== Required task ==
Reproduce every one of the records below word for word.

++++ Supplied records

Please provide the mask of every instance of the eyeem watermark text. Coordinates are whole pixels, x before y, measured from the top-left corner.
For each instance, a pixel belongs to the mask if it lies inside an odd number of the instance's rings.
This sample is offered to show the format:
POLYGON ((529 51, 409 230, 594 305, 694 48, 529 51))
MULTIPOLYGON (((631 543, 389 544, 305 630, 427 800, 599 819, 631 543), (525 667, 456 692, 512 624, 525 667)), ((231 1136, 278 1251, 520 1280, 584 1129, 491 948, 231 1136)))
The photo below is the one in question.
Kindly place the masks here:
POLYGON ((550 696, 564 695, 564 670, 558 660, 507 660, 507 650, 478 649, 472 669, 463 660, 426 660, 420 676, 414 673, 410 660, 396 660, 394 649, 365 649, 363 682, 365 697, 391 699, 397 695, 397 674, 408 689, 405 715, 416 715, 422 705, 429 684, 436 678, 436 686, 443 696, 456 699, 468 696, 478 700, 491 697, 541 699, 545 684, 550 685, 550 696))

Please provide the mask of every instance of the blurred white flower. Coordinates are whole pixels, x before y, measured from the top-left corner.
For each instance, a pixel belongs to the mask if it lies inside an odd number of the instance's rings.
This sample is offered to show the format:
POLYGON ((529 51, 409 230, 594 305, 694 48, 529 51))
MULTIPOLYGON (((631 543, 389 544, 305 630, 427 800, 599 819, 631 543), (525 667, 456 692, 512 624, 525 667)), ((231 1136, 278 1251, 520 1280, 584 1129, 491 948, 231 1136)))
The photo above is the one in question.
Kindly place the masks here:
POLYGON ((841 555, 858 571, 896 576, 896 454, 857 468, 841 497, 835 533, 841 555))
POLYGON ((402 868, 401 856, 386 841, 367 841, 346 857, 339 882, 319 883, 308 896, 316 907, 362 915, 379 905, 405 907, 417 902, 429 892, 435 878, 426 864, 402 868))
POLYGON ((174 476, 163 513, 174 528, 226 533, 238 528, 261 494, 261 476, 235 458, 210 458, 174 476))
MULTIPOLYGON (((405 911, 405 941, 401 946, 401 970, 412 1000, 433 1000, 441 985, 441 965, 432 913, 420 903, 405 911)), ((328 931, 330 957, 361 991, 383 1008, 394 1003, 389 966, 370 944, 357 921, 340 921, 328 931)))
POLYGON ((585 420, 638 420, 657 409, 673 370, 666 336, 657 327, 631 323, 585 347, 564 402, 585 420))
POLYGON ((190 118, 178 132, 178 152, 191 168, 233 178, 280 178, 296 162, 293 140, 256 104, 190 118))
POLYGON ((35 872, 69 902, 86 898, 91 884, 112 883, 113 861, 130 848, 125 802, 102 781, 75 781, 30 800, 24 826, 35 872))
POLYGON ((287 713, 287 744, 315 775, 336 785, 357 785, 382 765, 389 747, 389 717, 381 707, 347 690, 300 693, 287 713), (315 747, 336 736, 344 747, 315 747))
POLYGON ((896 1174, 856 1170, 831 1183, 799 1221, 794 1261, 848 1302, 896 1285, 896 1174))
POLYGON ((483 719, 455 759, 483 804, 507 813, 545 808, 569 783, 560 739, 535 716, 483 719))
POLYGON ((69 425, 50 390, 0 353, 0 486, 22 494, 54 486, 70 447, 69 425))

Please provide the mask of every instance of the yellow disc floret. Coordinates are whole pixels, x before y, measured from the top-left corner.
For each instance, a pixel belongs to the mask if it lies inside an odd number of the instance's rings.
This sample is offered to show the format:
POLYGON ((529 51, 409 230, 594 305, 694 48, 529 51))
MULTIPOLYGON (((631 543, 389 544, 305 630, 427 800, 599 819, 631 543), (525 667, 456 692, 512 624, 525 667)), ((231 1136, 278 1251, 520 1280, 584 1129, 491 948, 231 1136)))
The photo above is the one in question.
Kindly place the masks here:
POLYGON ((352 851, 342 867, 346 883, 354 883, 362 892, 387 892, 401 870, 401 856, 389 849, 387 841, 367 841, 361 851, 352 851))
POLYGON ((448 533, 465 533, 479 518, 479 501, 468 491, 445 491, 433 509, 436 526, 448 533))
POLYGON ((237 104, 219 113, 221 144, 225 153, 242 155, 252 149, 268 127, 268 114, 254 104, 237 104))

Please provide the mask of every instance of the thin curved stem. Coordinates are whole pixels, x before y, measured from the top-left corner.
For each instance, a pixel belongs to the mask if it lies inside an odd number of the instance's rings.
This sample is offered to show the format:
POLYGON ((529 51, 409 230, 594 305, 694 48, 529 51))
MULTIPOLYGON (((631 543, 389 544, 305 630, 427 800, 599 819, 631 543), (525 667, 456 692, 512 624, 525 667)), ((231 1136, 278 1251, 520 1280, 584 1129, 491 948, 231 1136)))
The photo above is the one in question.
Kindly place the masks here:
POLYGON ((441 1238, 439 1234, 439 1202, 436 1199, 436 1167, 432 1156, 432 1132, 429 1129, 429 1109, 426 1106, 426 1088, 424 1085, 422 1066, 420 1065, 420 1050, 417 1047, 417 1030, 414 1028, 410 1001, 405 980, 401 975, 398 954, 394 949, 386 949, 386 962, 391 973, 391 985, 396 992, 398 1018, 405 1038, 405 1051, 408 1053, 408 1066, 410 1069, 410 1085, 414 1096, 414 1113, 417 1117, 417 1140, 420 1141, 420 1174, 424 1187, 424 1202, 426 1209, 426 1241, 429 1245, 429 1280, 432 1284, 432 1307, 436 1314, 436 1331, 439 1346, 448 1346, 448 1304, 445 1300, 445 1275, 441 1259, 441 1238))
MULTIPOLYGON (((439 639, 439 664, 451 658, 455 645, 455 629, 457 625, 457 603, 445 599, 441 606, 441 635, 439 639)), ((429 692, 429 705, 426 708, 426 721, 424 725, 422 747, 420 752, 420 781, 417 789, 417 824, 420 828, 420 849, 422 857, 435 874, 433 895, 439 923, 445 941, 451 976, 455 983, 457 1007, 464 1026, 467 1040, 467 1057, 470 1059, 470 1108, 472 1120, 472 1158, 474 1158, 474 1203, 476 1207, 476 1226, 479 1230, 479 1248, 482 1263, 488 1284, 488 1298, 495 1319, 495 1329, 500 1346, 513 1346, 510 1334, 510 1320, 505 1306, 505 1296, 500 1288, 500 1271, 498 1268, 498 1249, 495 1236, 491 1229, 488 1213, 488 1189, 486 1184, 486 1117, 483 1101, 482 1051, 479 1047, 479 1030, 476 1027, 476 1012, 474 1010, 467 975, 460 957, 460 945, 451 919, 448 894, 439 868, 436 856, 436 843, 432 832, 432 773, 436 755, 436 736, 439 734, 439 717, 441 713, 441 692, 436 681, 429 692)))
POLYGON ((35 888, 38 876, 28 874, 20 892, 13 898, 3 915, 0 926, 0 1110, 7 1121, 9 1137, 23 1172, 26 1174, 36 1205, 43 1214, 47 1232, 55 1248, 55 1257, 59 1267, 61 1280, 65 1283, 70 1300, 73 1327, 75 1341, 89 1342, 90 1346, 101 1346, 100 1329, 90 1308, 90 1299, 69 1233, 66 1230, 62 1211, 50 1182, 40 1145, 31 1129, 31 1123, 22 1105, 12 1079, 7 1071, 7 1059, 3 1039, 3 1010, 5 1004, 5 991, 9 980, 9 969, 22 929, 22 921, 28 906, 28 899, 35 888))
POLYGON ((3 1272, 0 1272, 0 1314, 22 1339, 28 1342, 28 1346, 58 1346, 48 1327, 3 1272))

++++++++

== Answer for the task ==
Please provide the mask of every instance of the eyeem watermark text. Coordinates are whole pixels, x before y, measured from the top-left corner.
For each instance, a pixel belongs to the mask if it lies inside an odd number of the instance's rings.
This sample is offered to show the format:
POLYGON ((529 51, 409 230, 594 305, 694 48, 529 51))
MULTIPOLYGON (((631 543, 389 544, 305 630, 427 800, 599 819, 631 543), (525 667, 456 692, 512 624, 525 667)), ((231 1136, 278 1251, 520 1280, 584 1129, 491 948, 231 1136)))
The photo below is the one in question.
Kindly place the masks here:
POLYGON ((550 696, 564 695, 564 670, 558 660, 507 660, 507 650, 478 649, 472 669, 463 660, 426 660, 420 676, 414 673, 410 660, 396 660, 394 649, 365 649, 363 682, 365 697, 391 699, 397 695, 397 674, 408 689, 405 715, 416 715, 422 705, 429 684, 436 678, 436 686, 443 696, 456 699, 468 696, 478 700, 491 697, 541 699, 545 684, 550 685, 550 696))

Please provide the mask of every instance of the blurred white flower. Coordinates are whole pixels, x before y, measured from the top-left corner.
For each instance, a pixel belongs to the mask if it lies inside an odd number of the instance's rings.
This sample is offered to show the format:
POLYGON ((529 51, 409 230, 594 305, 694 48, 529 51))
MULTIPOLYGON (((631 543, 389 544, 305 630, 427 800, 599 819, 631 543), (525 667, 456 692, 512 624, 525 667)), ((231 1136, 278 1251, 520 1280, 584 1129, 491 948, 231 1136)))
The photo above is the one in question.
Kindly place the masks here:
POLYGON ((841 555, 858 571, 896 576, 896 454, 857 468, 841 497, 835 533, 841 555))
POLYGON ((402 868, 401 856, 386 841, 367 841, 346 857, 339 882, 319 883, 308 896, 316 907, 362 915, 379 905, 405 907, 417 902, 429 892, 435 878, 426 864, 402 868))
POLYGON ((174 476, 163 513, 174 528, 226 533, 238 528, 261 494, 261 476, 235 458, 210 458, 174 476))
MULTIPOLYGON (((405 911, 405 941, 401 946, 401 970, 412 1000, 433 1000, 441 985, 441 965, 432 913, 420 903, 405 911)), ((328 931, 330 957, 361 991, 383 1008, 394 1003, 389 966, 370 944, 357 921, 340 921, 328 931)))
POLYGON ((585 420, 638 420, 657 409, 673 370, 666 336, 657 327, 631 323, 585 347, 564 402, 585 420))
POLYGON ((190 118, 178 132, 178 152, 191 168, 233 178, 280 178, 296 162, 293 140, 256 104, 190 118))
POLYGON ((35 872, 69 902, 86 898, 91 884, 112 883, 113 861, 130 848, 125 802, 102 781, 75 781, 30 800, 24 826, 35 872))
POLYGON ((287 713, 287 744, 315 775, 336 785, 357 785, 382 765, 389 747, 389 717, 381 707, 347 690, 300 693, 287 713), (315 747, 336 736, 344 747, 315 747))
POLYGON ((896 1174, 856 1170, 831 1183, 799 1221, 794 1261, 848 1302, 896 1285, 896 1174))
POLYGON ((483 719, 455 759, 483 804, 507 813, 545 808, 569 783, 560 739, 535 716, 483 719))
POLYGON ((69 425, 50 390, 0 353, 0 486, 22 494, 54 486, 70 447, 69 425))

Please provide the mask of every instance of the yellow disc floret. Coordinates are whole pixels, x before y, measured from the top-left corner.
For each instance, a pixel belongs to the mask if it lies inside an odd number of the instance's rings.
This sample is offered to show the format:
POLYGON ((529 51, 409 230, 594 305, 694 48, 529 51))
MULTIPOLYGON (((631 543, 389 544, 305 630, 427 800, 599 819, 631 543), (525 667, 456 692, 512 624, 525 667)), ((231 1136, 278 1251, 520 1280, 584 1129, 491 948, 231 1136)))
The photo above is the one in question.
Kindly place the masks here:
POLYGON ((352 851, 342 867, 346 883, 354 883, 362 892, 387 892, 401 870, 401 856, 389 849, 387 841, 367 841, 361 851, 352 851))
POLYGON ((448 533, 465 533, 479 518, 479 501, 468 491, 445 491, 433 509, 436 526, 448 533))
POLYGON ((237 104, 219 113, 221 144, 225 153, 242 155, 252 149, 268 127, 268 114, 254 104, 237 104))

Please provide the mask of every instance of the thin curved stem. Coordinates are whole pixels, x before y, measured from the top-left corner.
For each instance, a pixel belongs to the mask if it lies inside an odd number of the instance's rings.
This sample is offered to show the format:
POLYGON ((529 51, 409 230, 594 305, 694 48, 529 51))
MULTIPOLYGON (((631 543, 389 544, 305 630, 427 800, 599 819, 631 543), (525 667, 456 692, 512 624, 525 667)), ((231 1136, 278 1251, 520 1280, 584 1129, 491 948, 231 1136)))
The photo above is the one in question.
Kindly place the masks here:
POLYGON ((441 1238, 439 1234, 439 1202, 436 1199, 436 1167, 432 1156, 432 1132, 429 1129, 429 1109, 426 1106, 426 1088, 424 1085, 422 1066, 420 1065, 420 1050, 417 1047, 417 1030, 414 1028, 410 1001, 405 980, 401 975, 398 954, 394 949, 386 949, 386 962, 391 973, 391 985, 396 992, 398 1018, 405 1038, 405 1051, 408 1053, 408 1066, 410 1069, 410 1085, 414 1096, 414 1113, 417 1117, 417 1140, 420 1141, 420 1174, 424 1187, 424 1202, 426 1209, 426 1241, 429 1245, 429 1280, 432 1284, 432 1307, 436 1314, 436 1331, 439 1346, 448 1346, 448 1304, 445 1300, 445 1275, 441 1259, 441 1238))
MULTIPOLYGON (((439 639, 439 664, 451 658, 455 645, 455 629, 457 625, 457 603, 445 599, 441 606, 441 635, 439 639)), ((429 692, 429 705, 426 708, 426 721, 424 725, 422 747, 420 752, 420 781, 417 789, 417 824, 420 828, 420 849, 422 857, 435 874, 433 895, 439 923, 445 941, 451 976, 455 983, 457 1007, 464 1026, 467 1040, 467 1057, 470 1059, 470 1108, 472 1120, 472 1158, 474 1158, 474 1203, 476 1207, 476 1226, 479 1230, 479 1248, 482 1263, 488 1284, 488 1298, 495 1319, 495 1329, 500 1346, 513 1346, 510 1334, 510 1320, 505 1306, 505 1296, 500 1288, 500 1271, 498 1268, 498 1249, 495 1236, 491 1229, 488 1213, 488 1189, 486 1184, 486 1117, 483 1101, 482 1051, 479 1047, 479 1030, 476 1027, 476 1012, 474 1010, 467 975, 460 957, 460 945, 451 919, 448 894, 439 868, 436 856, 436 843, 432 832, 432 773, 436 755, 436 736, 439 734, 439 717, 441 713, 441 692, 436 681, 429 692)))
POLYGON ((35 888, 38 876, 28 874, 20 892, 13 898, 3 915, 0 926, 0 1110, 7 1121, 9 1137, 23 1172, 26 1174, 36 1205, 43 1214, 47 1232, 55 1248, 55 1257, 59 1267, 61 1280, 65 1283, 70 1300, 73 1327, 75 1341, 89 1342, 90 1346, 101 1346, 100 1329, 90 1308, 90 1299, 69 1233, 66 1230, 62 1211, 50 1182, 40 1145, 31 1129, 31 1123, 22 1105, 12 1079, 7 1071, 7 1059, 3 1039, 3 1010, 5 1004, 5 991, 9 980, 9 969, 22 929, 22 921, 28 906, 28 899, 35 888))
POLYGON ((3 1272, 0 1272, 0 1314, 22 1339, 28 1342, 28 1346, 58 1346, 48 1327, 3 1272))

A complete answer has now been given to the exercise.